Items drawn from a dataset
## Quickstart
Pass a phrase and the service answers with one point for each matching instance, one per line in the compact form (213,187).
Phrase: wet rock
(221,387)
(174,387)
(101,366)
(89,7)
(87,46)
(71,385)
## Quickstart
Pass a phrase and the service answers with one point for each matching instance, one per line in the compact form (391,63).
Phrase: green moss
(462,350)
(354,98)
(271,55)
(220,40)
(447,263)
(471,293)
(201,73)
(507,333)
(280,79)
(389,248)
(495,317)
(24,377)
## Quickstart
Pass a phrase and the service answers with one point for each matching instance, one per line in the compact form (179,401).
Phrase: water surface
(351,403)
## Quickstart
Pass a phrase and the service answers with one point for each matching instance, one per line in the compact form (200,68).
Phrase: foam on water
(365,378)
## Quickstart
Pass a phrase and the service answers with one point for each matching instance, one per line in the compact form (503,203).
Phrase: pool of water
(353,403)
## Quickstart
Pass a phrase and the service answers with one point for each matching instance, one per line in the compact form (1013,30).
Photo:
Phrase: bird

---

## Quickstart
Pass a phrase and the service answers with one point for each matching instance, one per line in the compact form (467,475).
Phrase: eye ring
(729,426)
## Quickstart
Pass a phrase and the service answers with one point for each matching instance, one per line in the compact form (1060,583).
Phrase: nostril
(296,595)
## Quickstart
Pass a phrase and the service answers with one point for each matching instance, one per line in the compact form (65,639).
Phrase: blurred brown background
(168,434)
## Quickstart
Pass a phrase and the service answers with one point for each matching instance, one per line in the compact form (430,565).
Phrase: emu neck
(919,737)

* [Task details]
Show each line above that contains the word "water". Case counts, so only lines with that exact capitalization qualify.

* [Correct output]
Phrase: water surface
Phrase: foam on water
Phrase: pool of water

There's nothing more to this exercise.